## Entries
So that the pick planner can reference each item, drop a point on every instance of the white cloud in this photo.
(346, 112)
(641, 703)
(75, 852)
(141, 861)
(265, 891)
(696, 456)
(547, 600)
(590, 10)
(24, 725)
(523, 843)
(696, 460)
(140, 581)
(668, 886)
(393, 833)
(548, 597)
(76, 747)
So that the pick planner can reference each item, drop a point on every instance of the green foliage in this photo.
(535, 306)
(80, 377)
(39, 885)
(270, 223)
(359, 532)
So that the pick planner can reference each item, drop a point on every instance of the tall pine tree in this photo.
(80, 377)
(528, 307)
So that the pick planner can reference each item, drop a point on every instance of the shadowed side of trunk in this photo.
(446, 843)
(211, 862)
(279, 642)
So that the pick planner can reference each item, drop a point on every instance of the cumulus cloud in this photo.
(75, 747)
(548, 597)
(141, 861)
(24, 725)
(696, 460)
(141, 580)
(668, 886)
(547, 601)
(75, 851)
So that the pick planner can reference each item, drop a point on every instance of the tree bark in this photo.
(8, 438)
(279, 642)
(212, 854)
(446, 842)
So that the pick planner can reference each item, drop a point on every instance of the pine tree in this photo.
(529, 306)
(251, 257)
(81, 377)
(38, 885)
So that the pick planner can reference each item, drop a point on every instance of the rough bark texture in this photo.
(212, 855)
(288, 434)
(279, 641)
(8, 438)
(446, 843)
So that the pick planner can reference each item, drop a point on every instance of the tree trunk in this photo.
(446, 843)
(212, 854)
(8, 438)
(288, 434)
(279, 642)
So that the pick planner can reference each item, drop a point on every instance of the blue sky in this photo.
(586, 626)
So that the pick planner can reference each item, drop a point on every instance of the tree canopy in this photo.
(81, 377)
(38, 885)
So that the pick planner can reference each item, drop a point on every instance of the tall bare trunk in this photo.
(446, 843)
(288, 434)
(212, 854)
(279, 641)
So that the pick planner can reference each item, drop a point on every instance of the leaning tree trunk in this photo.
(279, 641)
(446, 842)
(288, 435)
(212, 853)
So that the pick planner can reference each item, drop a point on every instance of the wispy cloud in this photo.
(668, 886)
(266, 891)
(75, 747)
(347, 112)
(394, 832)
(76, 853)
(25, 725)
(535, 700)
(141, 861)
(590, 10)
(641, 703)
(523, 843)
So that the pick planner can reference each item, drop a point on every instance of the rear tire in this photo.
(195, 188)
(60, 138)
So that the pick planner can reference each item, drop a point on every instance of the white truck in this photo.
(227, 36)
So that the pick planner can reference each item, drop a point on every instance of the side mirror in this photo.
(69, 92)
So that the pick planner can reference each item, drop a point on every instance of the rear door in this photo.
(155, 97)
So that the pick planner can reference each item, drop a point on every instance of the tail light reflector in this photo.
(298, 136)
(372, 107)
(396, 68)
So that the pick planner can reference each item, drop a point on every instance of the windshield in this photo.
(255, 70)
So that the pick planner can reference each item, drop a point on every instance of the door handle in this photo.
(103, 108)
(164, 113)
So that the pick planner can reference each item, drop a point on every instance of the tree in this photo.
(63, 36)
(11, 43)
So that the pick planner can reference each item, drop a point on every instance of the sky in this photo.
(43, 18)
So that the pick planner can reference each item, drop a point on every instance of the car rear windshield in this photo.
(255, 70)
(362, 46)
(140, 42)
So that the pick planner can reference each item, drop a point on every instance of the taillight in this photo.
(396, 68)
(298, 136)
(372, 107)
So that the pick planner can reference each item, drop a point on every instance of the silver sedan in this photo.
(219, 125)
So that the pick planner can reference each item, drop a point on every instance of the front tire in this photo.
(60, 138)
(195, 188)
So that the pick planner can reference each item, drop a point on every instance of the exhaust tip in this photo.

## Objective
Quote all of the entries above word for word, with nothing changed or left out.

## Final result
So that the pick planner can reference each item, drop a point on every instance of the white cloud in this photo.
(346, 112)
(641, 703)
(75, 852)
(141, 861)
(265, 891)
(696, 456)
(547, 600)
(590, 10)
(24, 725)
(523, 843)
(696, 460)
(140, 581)
(668, 886)
(393, 833)
(548, 597)
(76, 747)
So that the pick planner can reference each item, drop a point on every instance of the green foliage in this photo.
(535, 306)
(80, 377)
(39, 885)
(270, 223)
(359, 532)
So that the pick planner can reference each item, drop a point on every instance of the tall pine tree in this photo.
(80, 377)
(528, 307)
So that the pick planner can reference each item, drop a point on every instance of the shadowed side of trunk in this photo.
(446, 843)
(211, 862)
(279, 642)
So that the pick planner can reference each item, drop a point on every instance of the cumulus cloud in this photo.
(75, 747)
(548, 597)
(141, 861)
(24, 725)
(696, 460)
(141, 580)
(668, 886)
(547, 601)
(75, 851)
So that the pick planner can reference each item, drop a point on every instance of the tree bark in this photo.
(8, 438)
(279, 642)
(212, 854)
(446, 842)
So that the pick planner can reference each item, drop a point on every instance of the pine tree in this photo.
(529, 306)
(251, 257)
(81, 377)
(38, 885)
So that the pick planner can reference each item, drop a point on every instance of the rough bark texture in this photo.
(212, 855)
(288, 434)
(279, 641)
(8, 438)
(446, 843)
So that the pick planner can reference each item, drop a point on every instance of the tree trunk in this photo.
(446, 843)
(212, 854)
(8, 438)
(288, 434)
(279, 642)
So that the pick planner can reference each item, drop a point on every instance of the blue sky in this photo.
(586, 626)
So that the pick planner can reference each item, drop a point on every instance of the tree canopy in this photo.
(81, 377)
(38, 885)
So that the pick planner can reference each item, drop a point on every instance of the tall bare trunk in this photo.
(446, 843)
(288, 434)
(212, 854)
(279, 641)
So that the pick planner can reference each item, drop a point on every instance of the leaning tree trunk in this photo.
(279, 641)
(446, 842)
(288, 435)
(212, 853)
So that the pick planner can reference each item, drop a point on every instance of the wispy cloud in this photo.
(668, 886)
(266, 891)
(75, 747)
(347, 112)
(394, 832)
(76, 853)
(25, 725)
(535, 700)
(141, 861)
(590, 10)
(641, 703)
(523, 843)
So that the pick planner can reference each item, drop a point on every instance of the rear tire in this photo.
(195, 188)
(60, 138)
So that the pick planner can reference each item, drop a point on every instance of the white truck in this photo.
(227, 36)
So that the pick planner can reference each item, drop a point on every instance of the side mirror in this photo.
(69, 92)
So that the pick planner can reference each item, drop a point on every instance of the rear door in this photo.
(155, 97)
So that the pick planner can reference each item, drop a point on every instance of the tail light reflector in this photo.
(298, 136)
(372, 107)
(396, 68)
So that the pick planner can reference each item, drop a point on every instance of the windshield in this photo.
(255, 70)
So that the pick planner can reference each item, drop a point on every instance of the door handle in this photo.
(103, 108)
(164, 113)
So that the pick planner can reference each item, drop a point on every instance of the tree in this photo.
(63, 36)
(11, 43)
So that the pick planner can reference each item, drop a point on every instance of the sky in this photo.
(43, 18)
So that the pick planner can reference each item, drop a point on every instance of the car rear windshield in this photo.
(255, 70)
(362, 46)
(140, 42)
So that the pick planner can reference each item, drop a point on every instance of the taillight in this photo.
(396, 68)
(298, 136)
(372, 107)
So that the pick planner can reference each item, drop a point on every instance of the silver sedan in this photo.
(219, 125)
So that the pick planner can reference each item, drop a point on every instance of the front tire in this photo.
(60, 138)
(195, 188)
So that the pick planner can reference each item, drop a point on every instance of the exhaust tip in this photo.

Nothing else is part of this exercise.